- Written instruction -
Write out the listing in full, matching it word for word.

** START Data rows **

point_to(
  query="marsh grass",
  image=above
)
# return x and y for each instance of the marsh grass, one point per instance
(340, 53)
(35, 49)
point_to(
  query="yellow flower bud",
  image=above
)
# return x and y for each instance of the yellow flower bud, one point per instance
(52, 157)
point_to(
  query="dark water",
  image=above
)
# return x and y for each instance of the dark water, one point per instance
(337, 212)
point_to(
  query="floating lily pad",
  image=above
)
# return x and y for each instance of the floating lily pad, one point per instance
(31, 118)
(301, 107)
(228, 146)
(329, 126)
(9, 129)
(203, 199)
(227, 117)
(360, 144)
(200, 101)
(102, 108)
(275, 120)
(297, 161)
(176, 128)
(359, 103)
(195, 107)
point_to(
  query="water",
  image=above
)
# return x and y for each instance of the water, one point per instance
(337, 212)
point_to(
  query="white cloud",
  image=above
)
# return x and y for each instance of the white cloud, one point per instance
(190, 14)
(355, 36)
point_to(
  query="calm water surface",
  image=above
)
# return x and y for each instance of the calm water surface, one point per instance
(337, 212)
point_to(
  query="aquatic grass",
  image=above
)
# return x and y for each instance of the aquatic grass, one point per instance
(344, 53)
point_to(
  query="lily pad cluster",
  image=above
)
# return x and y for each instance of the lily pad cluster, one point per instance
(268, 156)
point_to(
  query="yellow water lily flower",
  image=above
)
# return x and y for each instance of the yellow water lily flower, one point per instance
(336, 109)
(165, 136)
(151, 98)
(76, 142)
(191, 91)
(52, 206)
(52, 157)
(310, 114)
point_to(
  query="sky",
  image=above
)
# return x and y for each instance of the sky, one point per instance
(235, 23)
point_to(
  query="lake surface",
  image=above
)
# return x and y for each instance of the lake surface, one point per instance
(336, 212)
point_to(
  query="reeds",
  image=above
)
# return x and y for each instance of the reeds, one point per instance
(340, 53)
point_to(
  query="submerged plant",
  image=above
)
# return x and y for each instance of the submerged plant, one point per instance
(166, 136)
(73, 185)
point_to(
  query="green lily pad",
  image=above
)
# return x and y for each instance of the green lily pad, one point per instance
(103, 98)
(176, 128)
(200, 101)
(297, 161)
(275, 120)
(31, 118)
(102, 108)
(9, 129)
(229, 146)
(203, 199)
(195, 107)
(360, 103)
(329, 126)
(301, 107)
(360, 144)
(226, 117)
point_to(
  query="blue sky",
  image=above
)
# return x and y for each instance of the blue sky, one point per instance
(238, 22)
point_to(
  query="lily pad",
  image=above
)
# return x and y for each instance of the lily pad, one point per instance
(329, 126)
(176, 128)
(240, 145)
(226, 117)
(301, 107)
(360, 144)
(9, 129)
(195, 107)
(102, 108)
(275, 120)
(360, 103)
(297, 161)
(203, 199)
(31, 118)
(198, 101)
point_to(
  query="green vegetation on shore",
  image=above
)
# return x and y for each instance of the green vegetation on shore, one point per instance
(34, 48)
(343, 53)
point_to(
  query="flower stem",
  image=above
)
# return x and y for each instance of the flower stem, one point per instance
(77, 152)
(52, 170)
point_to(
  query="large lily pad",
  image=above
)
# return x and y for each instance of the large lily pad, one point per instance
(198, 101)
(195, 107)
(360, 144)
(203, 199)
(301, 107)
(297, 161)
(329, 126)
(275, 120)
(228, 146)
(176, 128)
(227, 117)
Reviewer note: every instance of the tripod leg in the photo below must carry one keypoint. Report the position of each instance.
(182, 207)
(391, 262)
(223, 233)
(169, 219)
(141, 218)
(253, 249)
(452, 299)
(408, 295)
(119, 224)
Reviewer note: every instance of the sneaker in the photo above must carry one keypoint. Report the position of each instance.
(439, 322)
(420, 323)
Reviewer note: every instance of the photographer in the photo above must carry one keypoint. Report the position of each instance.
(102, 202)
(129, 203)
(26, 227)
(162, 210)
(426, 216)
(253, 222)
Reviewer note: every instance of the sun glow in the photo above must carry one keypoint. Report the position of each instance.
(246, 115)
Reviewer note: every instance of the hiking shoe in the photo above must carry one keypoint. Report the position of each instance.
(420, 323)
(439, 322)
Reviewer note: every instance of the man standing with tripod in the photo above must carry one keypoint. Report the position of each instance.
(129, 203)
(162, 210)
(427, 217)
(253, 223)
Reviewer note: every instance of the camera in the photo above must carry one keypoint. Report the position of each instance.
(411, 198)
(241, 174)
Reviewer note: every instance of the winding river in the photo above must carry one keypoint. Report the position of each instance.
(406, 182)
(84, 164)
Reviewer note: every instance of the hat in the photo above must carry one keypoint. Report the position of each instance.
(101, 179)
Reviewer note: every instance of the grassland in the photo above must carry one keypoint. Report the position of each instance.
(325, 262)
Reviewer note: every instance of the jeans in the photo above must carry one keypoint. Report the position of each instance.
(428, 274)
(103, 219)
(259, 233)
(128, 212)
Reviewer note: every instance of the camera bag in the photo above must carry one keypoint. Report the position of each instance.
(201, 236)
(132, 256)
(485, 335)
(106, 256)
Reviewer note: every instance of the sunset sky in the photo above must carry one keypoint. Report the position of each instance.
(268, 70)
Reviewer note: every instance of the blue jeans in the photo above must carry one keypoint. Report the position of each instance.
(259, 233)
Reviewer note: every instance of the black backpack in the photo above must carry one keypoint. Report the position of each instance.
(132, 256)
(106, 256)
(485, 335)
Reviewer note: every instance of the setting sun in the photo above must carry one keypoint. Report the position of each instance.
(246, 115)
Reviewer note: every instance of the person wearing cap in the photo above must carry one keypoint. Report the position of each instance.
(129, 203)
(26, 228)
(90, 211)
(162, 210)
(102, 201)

** END Data rows **

- Solution for this task -
point_to(
  query="marsh grass",
  image=above
)
# return x and y for each instance of the marsh grass, one point per instance
(340, 53)
(35, 49)
point_to(
  query="yellow flower bud",
  image=above
)
# return x and y for each instance of the yellow flower bud, one point per instance
(52, 157)
point_to(
  query="dark water",
  image=above
)
# return x and y for each instance of the dark water, one point per instance
(337, 212)
point_to(
  query="floating lily pad",
  image=above
)
# return x and y for each instance of the floating lily pad, one point per instance
(31, 118)
(301, 107)
(228, 146)
(329, 126)
(9, 129)
(203, 199)
(227, 117)
(360, 144)
(200, 101)
(102, 108)
(275, 120)
(297, 161)
(176, 128)
(359, 103)
(195, 107)
point_to(
  query="water",
  image=above
)
# return x and y for each instance of the water, one point per instance
(337, 212)
point_to(
  query="white cloud",
  image=above
)
# return x and y for each instance of the white cloud, one point per instance
(190, 14)
(355, 36)
point_to(
  query="calm water surface",
  image=above
)
# return x and y for each instance of the calm water surface, one point per instance
(337, 212)
point_to(
  query="aquatic grass",
  image=above
)
# return x and y for each instance of the aquatic grass, one point per instance
(344, 53)
point_to(
  query="lily pad cluster",
  image=above
)
# return x and y for each instance of the lily pad cluster, one point per instance
(268, 156)
point_to(
  query="yellow water lily flower",
  image=above
)
# return x and y for each instance of the yellow water lily flower, one point per instance
(336, 109)
(165, 136)
(151, 98)
(76, 142)
(191, 91)
(52, 206)
(52, 157)
(310, 114)
point_to(
  query="sky",
  image=above
)
# return x and y for each instance of the sky, one point per instance
(235, 23)
point_to(
  query="lake surface",
  image=above
)
# return x and y for each instance of the lake surface, one point per instance
(336, 212)
point_to(
  query="reeds",
  image=above
)
# return x and y for each instance of the reeds, one point per instance
(340, 53)
point_to(
  query="submerged plant",
  image=above
)
# return x and y for each instance of the submerged plant, one point per instance
(166, 136)
(73, 185)
point_to(
  query="green lily pad",
  image=above
)
# return x and y for each instance of the green lily pad, one point per instance
(103, 98)
(176, 128)
(200, 101)
(297, 161)
(275, 120)
(31, 118)
(102, 108)
(9, 129)
(229, 146)
(203, 199)
(195, 107)
(360, 103)
(329, 126)
(301, 107)
(360, 144)
(226, 117)
point_to(
  query="blue sky",
  image=above
)
# return x and y for each instance of the blue sky, one point per instance
(238, 22)
point_to(
  query="lily pad",
  image=above
)
# return x and y for each instance of the lily pad, one point per instance
(329, 126)
(176, 128)
(240, 145)
(226, 117)
(301, 107)
(360, 144)
(9, 129)
(195, 107)
(102, 108)
(275, 120)
(360, 103)
(297, 161)
(203, 199)
(31, 118)
(198, 101)
point_to(
  query="green vegetation on shore",
  image=above
)
# return x and y for each instance of the green vegetation on shore, one point per instance
(34, 48)
(343, 53)
point_to(
  query="flower stem",
  image=above
)
# return x and y for each instance of the flower stem, one point per instance
(77, 152)
(52, 170)
point_to(
  query="large lily pad",
  image=above
)
# return x and y for each instance of the large lily pad, one point per instance
(198, 101)
(195, 107)
(360, 144)
(203, 199)
(301, 107)
(297, 161)
(329, 126)
(275, 120)
(228, 146)
(176, 128)
(227, 117)
Reviewer note: every instance of the tripod leg in the photo below must carry one keypoint. Report the position of each instance.
(182, 207)
(391, 262)
(223, 233)
(169, 219)
(141, 218)
(253, 249)
(452, 299)
(408, 295)
(119, 224)
Reviewer note: every instance of the sneaker in the photo above must carry one keypoint. Report the position of each instance.
(439, 322)
(420, 323)
Reviewer note: every instance of the photographer in the photo above must carry one keypoint. Report the position of each instance.
(102, 202)
(129, 203)
(26, 227)
(162, 210)
(426, 216)
(253, 222)
Reviewer note: every instance of the sun glow in the photo above must carry one keypoint. Report the position of each instance.
(246, 115)
Reviewer note: every instance of the hiking shoe in the photo above must carry one keypoint. Report the position of each instance.
(420, 323)
(439, 322)
Reviewer note: every instance of the man standing with tripod in the photo above must carry one keypoint. Report the position of each instance.
(129, 203)
(162, 210)
(427, 217)
(253, 223)
Reviewer note: every instance of the camera in the photo above must carry one keypoint. Report the position of each instance.
(411, 198)
(241, 174)
Reviewer note: every instance of the winding river in the photo above must carry one keypoint. Report the position of each instance.
(406, 182)
(84, 164)
Reviewer note: every instance of the hat in the photo above must carry one keypoint. Report the position of each instance.
(101, 179)
Reviewer note: every instance of the grassland in the photo above must carry one keypoint. Report the position of each instance.
(325, 262)
Reviewer note: every instance of the jeans in the photo above must carry one keypoint. Report the position of each instance.
(428, 274)
(103, 219)
(259, 233)
(128, 212)
Reviewer note: every instance of the camera bag in the photo above must carry one keypoint. Report the position of each instance.
(201, 236)
(132, 256)
(485, 335)
(106, 256)
Reviewer note: every instance of the sunset sky in the photo above must carry one keypoint. Report the position of each instance.
(268, 70)
Reviewer note: every instance of the blue jeans in the photo above must carry one keypoint. Report the position of each instance.
(259, 233)
Reviewer note: every instance of the black backpack in the photo above must carry one keypoint. Report the position of each instance.
(132, 256)
(106, 256)
(485, 335)
Reviewer note: every instance of the setting sun in the photo above must carry one keypoint. Report the position of each instance.
(246, 115)
Reviewer note: every instance of the person wearing cap in the photo above must carry one keypoint. Report the position of each instance.
(129, 203)
(26, 228)
(90, 211)
(162, 210)
(102, 201)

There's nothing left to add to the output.